Records for this task:
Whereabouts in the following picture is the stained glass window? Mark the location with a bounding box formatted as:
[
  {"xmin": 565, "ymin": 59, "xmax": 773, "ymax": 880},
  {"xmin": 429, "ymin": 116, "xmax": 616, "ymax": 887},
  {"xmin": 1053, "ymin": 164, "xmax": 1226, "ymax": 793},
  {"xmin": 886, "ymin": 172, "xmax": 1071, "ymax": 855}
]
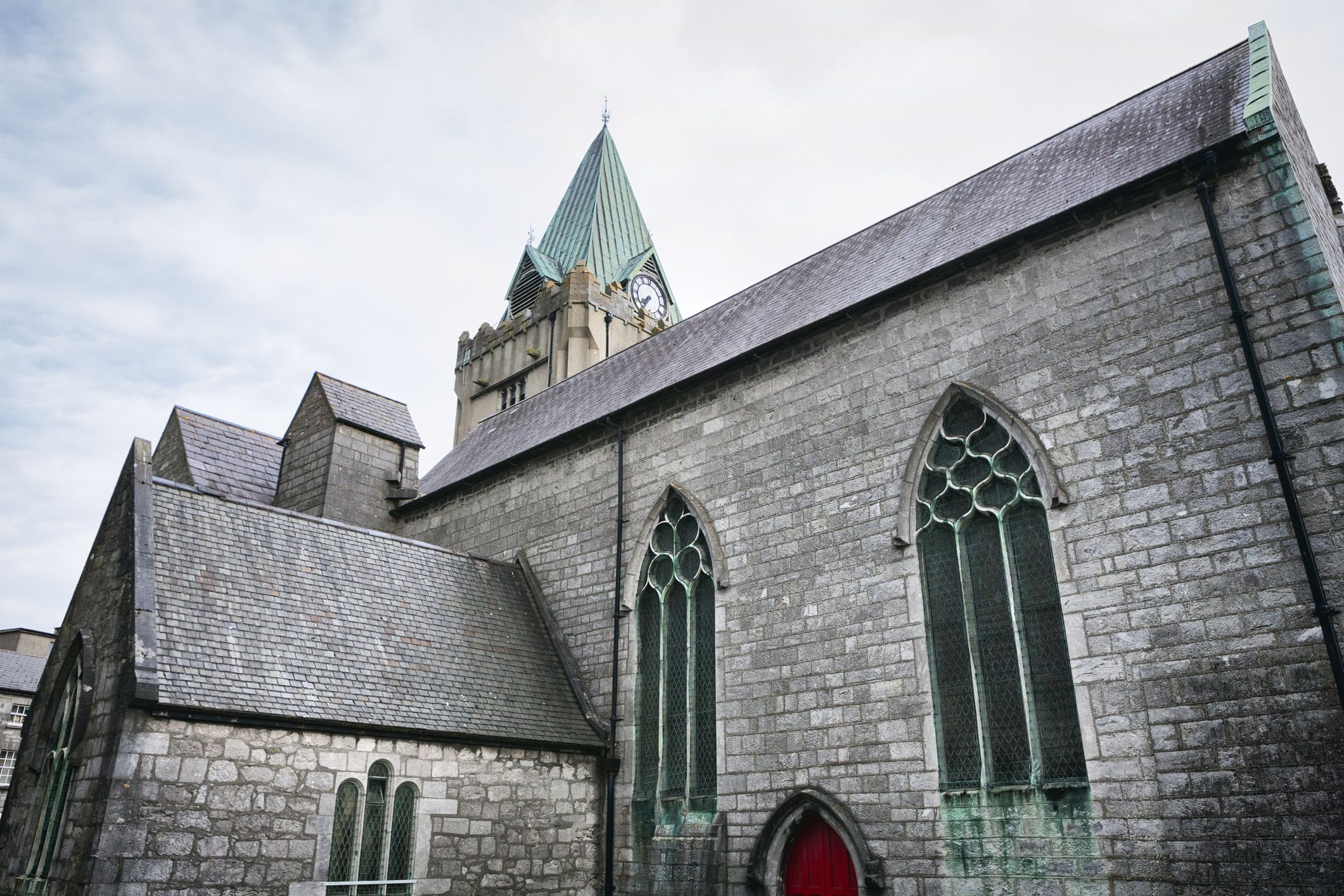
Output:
[
  {"xmin": 633, "ymin": 492, "xmax": 718, "ymax": 840},
  {"xmin": 387, "ymin": 783, "xmax": 417, "ymax": 896},
  {"xmin": 915, "ymin": 399, "xmax": 1087, "ymax": 788},
  {"xmin": 326, "ymin": 759, "xmax": 418, "ymax": 896},
  {"xmin": 326, "ymin": 781, "xmax": 359, "ymax": 896},
  {"xmin": 8, "ymin": 703, "xmax": 31, "ymax": 728},
  {"xmin": 19, "ymin": 653, "xmax": 84, "ymax": 895}
]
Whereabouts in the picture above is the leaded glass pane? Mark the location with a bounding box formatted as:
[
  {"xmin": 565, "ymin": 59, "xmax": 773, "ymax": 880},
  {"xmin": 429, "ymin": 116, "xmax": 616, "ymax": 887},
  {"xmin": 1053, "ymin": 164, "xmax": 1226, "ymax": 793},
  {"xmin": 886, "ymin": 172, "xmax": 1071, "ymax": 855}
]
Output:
[
  {"xmin": 691, "ymin": 575, "xmax": 718, "ymax": 797},
  {"xmin": 919, "ymin": 525, "xmax": 980, "ymax": 787},
  {"xmin": 356, "ymin": 760, "xmax": 392, "ymax": 896},
  {"xmin": 326, "ymin": 781, "xmax": 359, "ymax": 896},
  {"xmin": 1004, "ymin": 502, "xmax": 1087, "ymax": 782},
  {"xmin": 634, "ymin": 588, "xmax": 670, "ymax": 799},
  {"xmin": 964, "ymin": 515, "xmax": 1031, "ymax": 784},
  {"xmin": 20, "ymin": 655, "xmax": 84, "ymax": 893},
  {"xmin": 387, "ymin": 783, "xmax": 415, "ymax": 896},
  {"xmin": 663, "ymin": 582, "xmax": 687, "ymax": 797}
]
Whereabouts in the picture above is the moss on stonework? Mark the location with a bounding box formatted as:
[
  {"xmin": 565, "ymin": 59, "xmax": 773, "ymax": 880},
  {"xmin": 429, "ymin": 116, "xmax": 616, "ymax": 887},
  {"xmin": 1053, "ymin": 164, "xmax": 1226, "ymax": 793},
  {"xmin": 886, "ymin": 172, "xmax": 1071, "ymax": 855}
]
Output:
[{"xmin": 940, "ymin": 787, "xmax": 1104, "ymax": 893}]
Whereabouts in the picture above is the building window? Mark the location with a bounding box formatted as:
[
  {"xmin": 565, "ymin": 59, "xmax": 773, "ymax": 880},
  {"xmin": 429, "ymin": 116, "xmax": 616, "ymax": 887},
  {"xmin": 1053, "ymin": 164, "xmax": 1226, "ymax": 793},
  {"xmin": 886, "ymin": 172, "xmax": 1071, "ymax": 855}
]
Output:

What the exercise asks: Change "Whereabouts" to "Where" throughout the records, leaving every other word and number as it is. Reproduce all the records with that change, but omit the pictures.

Correct result:
Where in the following picture is the stained glass window? Mark the location with a bounding box formatted as:
[
  {"xmin": 565, "ymin": 59, "xmax": 773, "ymax": 880},
  {"xmin": 429, "ymin": 116, "xmax": 616, "ymax": 887},
  {"xmin": 1053, "ymin": 164, "xmax": 1226, "ymax": 793},
  {"xmin": 886, "ymin": 172, "xmax": 1071, "ymax": 855}
]
Output:
[
  {"xmin": 633, "ymin": 492, "xmax": 718, "ymax": 840},
  {"xmin": 387, "ymin": 783, "xmax": 417, "ymax": 896},
  {"xmin": 915, "ymin": 399, "xmax": 1087, "ymax": 788},
  {"xmin": 326, "ymin": 759, "xmax": 418, "ymax": 896},
  {"xmin": 326, "ymin": 781, "xmax": 359, "ymax": 896},
  {"xmin": 8, "ymin": 703, "xmax": 31, "ymax": 728},
  {"xmin": 19, "ymin": 653, "xmax": 84, "ymax": 895}
]
Where in the picture above is the leaded glass pane? Mark the location with a bounding box formatted as:
[
  {"xmin": 565, "ymin": 59, "xmax": 773, "ymax": 880},
  {"xmin": 429, "ymin": 116, "xmax": 616, "ymax": 887},
  {"xmin": 1053, "ymin": 164, "xmax": 1226, "ymax": 793},
  {"xmin": 886, "ymin": 172, "xmax": 1071, "ymax": 855}
]
Output:
[
  {"xmin": 691, "ymin": 575, "xmax": 718, "ymax": 797},
  {"xmin": 919, "ymin": 525, "xmax": 980, "ymax": 787},
  {"xmin": 356, "ymin": 760, "xmax": 392, "ymax": 896},
  {"xmin": 326, "ymin": 781, "xmax": 359, "ymax": 896},
  {"xmin": 1004, "ymin": 502, "xmax": 1087, "ymax": 782},
  {"xmin": 634, "ymin": 588, "xmax": 670, "ymax": 799},
  {"xmin": 964, "ymin": 515, "xmax": 1031, "ymax": 784},
  {"xmin": 20, "ymin": 655, "xmax": 84, "ymax": 893},
  {"xmin": 387, "ymin": 783, "xmax": 415, "ymax": 896},
  {"xmin": 663, "ymin": 582, "xmax": 687, "ymax": 797}
]
Where in the picture above is the moss on stonework? Mark the location with a bounding box formatted as:
[
  {"xmin": 565, "ymin": 59, "xmax": 773, "ymax": 880},
  {"xmin": 429, "ymin": 116, "xmax": 616, "ymax": 887},
  {"xmin": 1053, "ymin": 164, "xmax": 1226, "ymax": 793},
  {"xmin": 886, "ymin": 172, "xmax": 1071, "ymax": 855}
]
Output:
[{"xmin": 940, "ymin": 787, "xmax": 1104, "ymax": 893}]
Where in the picture above is the building window? Mark the location with a bounding box formatted as:
[
  {"xmin": 565, "ymin": 59, "xmax": 773, "ymax": 880},
  {"xmin": 429, "ymin": 116, "xmax": 616, "ymax": 887},
  {"xmin": 1053, "ymin": 164, "xmax": 1226, "ymax": 793},
  {"xmin": 886, "ymin": 172, "xmax": 1071, "ymax": 855}
]
Output:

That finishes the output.